Source:
•••

Ben Penn's False and Misleading Email to the Department of Labor

Frank Bednarz and Ted Frank submitted a FOIA Request to DOL for messages from Bloomberg Law's Ben Penn

|The Volokh Conspiracy |

I have blogged twice before about Ben Penn's false and misleading article for Bloomberg Law about my colleague, Leif Olson. One month later, the story remains without any retraction. There are several "updates" and "corrections" which make the article incomprehensible. Regrettably, people who Google "Leif Olson" will quickly see this hit job, without knowing the proper context. Penn has not tweeted since his "scoop." I can only hope he is under investigation, and will face the appropriate discipline.

This post focuses on recent developments in this saga. On September 3, 2019, Penn tweeted:

To Leif Olson's friends & others who take issue with this reporting, I sent a screenshot of a public FB post to DOL, seeking comment. 4 hours later I received this response: "Today, the Department of Labor accepted the resignation of Leif Olson effective immediately."

Is that all Penn did? Did he simply send a screenshot and seek a comment. At the time, I was incredulous. My skepticism was warranted.

Now, we know exactly what Penn wrote to DOL. Shortly after the article was posted, Frank Bednarz and Ted Frank of the Hamilton Lincoln Law Institute submitted a FOIA request to the Department of Labor. They requested any communications from Ben Penn to the agency.

Here is the message, sent on Friday, August 30, four days before Penn's article was published.

First, Penn wrote:

"In particular we are focusing on an August 2016 Facebook post in which Mr. Olson made a remark that references two anti-Semitic tropes. Screenshot is attached. These posts remain public at the time this email is being sent."

This message is extremely misleading: Leif's remarks "referenced two anti-Semitic tropes" to criticize anti-semitism. Penn's use of the word "reference" was deliberate. He did not say that Leif made anti-semitic comments, or engaged in anti-semitic acts. This precise use of language suggests Penn knew that his claim of anti-semitism was, at best, tenuous.

Second,  Penn wrote:

"Does the Labor Department find comments that are disparaging to Jews acceptable for a senior appointee?"

Again, nothing Leif wrote was disparaging to Jews. I doubt the people at DOL had the ability to parse through the grainy Facebook screenshots, and figure out their context. Penn's failure to provide the context is journalistic malpractice.

At bottom, Penn did not simply send the screenshot, and seek comment. His tweet was, at best, misleading. And he concocted alternative facts to cover up his own gross error. Memo to Bloomberg law: if you were looking for an easy justification to punish Penn, here you go. Journalists should not mislead the public on social media to defend their false stories.

•••

Records for processing:
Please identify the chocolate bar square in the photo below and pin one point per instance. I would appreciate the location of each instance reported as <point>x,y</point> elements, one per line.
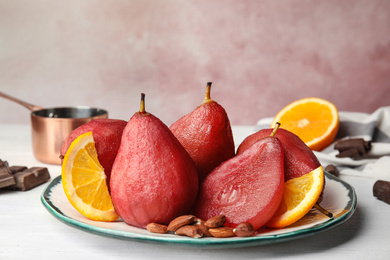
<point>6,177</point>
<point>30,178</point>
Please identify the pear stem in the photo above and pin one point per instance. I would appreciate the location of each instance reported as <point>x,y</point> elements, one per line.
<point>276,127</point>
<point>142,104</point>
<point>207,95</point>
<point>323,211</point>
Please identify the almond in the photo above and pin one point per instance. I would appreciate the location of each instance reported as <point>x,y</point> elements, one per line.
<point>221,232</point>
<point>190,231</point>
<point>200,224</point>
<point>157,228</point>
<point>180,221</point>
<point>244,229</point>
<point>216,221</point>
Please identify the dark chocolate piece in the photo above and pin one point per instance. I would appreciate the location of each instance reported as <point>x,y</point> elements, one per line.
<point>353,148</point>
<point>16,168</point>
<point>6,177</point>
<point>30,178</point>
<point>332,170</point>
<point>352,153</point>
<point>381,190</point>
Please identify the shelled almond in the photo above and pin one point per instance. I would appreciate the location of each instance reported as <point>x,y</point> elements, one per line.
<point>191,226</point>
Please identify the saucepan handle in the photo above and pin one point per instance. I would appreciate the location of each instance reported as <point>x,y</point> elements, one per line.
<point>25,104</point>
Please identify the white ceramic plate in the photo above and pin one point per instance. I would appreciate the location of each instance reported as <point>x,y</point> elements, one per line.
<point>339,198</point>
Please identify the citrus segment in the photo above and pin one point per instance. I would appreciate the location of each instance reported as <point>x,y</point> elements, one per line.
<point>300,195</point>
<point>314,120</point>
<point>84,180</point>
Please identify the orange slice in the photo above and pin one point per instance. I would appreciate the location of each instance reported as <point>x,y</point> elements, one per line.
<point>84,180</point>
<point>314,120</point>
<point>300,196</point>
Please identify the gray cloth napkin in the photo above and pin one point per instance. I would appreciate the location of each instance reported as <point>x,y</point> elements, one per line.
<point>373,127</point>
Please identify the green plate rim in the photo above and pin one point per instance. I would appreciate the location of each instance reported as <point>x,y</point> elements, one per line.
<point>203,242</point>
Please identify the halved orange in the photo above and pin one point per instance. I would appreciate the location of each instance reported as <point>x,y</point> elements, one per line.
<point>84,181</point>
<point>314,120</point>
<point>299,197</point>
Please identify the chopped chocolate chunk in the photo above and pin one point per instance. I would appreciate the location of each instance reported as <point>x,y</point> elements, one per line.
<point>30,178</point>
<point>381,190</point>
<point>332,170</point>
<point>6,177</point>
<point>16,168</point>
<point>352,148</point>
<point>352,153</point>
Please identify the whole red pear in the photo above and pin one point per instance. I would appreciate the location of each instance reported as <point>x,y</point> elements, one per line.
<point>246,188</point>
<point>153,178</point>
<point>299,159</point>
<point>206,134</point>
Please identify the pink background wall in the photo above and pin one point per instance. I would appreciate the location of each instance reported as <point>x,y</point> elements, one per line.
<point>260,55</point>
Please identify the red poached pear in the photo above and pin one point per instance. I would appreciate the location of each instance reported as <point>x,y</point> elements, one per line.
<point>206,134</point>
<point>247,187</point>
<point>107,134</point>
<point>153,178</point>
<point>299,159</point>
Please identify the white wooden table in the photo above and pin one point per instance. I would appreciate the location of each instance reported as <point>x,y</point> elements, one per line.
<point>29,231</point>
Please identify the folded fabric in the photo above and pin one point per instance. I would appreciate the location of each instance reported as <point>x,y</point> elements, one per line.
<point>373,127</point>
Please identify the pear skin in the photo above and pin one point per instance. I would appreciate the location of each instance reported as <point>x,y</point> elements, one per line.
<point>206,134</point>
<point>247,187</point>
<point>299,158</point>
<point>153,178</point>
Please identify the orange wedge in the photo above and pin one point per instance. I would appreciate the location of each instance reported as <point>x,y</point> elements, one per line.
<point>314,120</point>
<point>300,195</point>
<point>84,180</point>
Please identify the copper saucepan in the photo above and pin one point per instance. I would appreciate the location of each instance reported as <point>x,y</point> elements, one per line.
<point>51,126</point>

•••

What this exercise asks:
a) Repeat the stretch of the records from the line containing "Please identify the green" through the line containing "<point>260,55</point>".
b) Carry on the post about Ben Penn's email to the Department of Labor, starting after its final sentence.
The text and the records were taken from unrelated sources.

Written answers:
a)
Please identify the green plate rim in the photo above and pin one point per instance. I would appreciate the location of each instance reported as <point>x,y</point> elements, one per line.
<point>203,242</point>
Please identify the halved orange in the photo above and pin one point per instance. I would appreciate the location of each instance reported as <point>x,y</point> elements, one per line.
<point>84,181</point>
<point>314,120</point>
<point>299,197</point>
Please identify the chopped chocolate chunk in the photo above and pin one point per instance. I would appreciate the location of each instance reported as <point>x,y</point> elements, one per line.
<point>30,178</point>
<point>381,190</point>
<point>332,170</point>
<point>6,177</point>
<point>16,168</point>
<point>352,148</point>
<point>352,153</point>
Please identify the whole red pear in the photo above and pin one point per instance. I would appreciate the location of each instance reported as <point>x,y</point> elements, one per line.
<point>246,188</point>
<point>153,178</point>
<point>299,159</point>
<point>206,134</point>
Please identify the pink background wall in the photo above and pin one point per instance. I would appreciate the location of each instance reported as <point>x,y</point> elements, one per line.
<point>260,55</point>

b)
Finally, Penn wrote, "Deadline is COB today. Might be flexible on that deadline, depending on when I hear back later today from editors." This last statement is perhaps the most troubling. I had largely assumed that Penn was acting on his own, and that a single, overworked editor only glanced at the piece. No. Editors (plural!) were closely involved with the publication process, and had four days to digest this record, and still published the article. Who knows how many hours the editors gave Penn to scroll through a decade of Facebook posts?!

This entire incident reflects so poorly on Bloomberg Law. Both Penn, and the editors who approved this story, should face severe consequences. This FOIA'd document provides all the evidence that any journalistic review would require

Finally, Bloomberg should add a clear disclaimer at the top of the article, stating that the organization retracts all claims. There is no reason to stand behind this story. Bloomberg has already assaulted Leif's character; at least it can rehabilitate his Google footprint.

Update: My colleague Ted Frank pointed out an important aspect of the timing. Penn emailed DOL on the Friday before Labor Day, and asked for a comment that same day. The story did not run until the Tuesday after Labor Day. This timing ensured that DOL was jammed up on a holiday weekend, and no doubt forced Leif to make a difficult decision under pressure. Had Penn given the agency more time, Leif may have been able to avoid this entire fiasco. Bloomberg should address when Penn completed his decade-long search of Leif's social media account, and why he decided to slam this issue right before a holiday weekend.

Frank Bednarz has also posted the email the Department of Labor sent back to Penn four hours later, confirming that Leif resigned. Ten minutes later, Penn followed up, and asked "Any further explanation as to how this slipped past vetting protocols and what prompted the resignation?" How?! Because it is utterly unreasonable to scroll through a decade of Facebook posts, and fail to flag two posts that were made with obvious sarcasm.

Bloomberg Law has had access to these emails for over a month. Yet, the institution, and its editors, still stand behind Penn. Shameful.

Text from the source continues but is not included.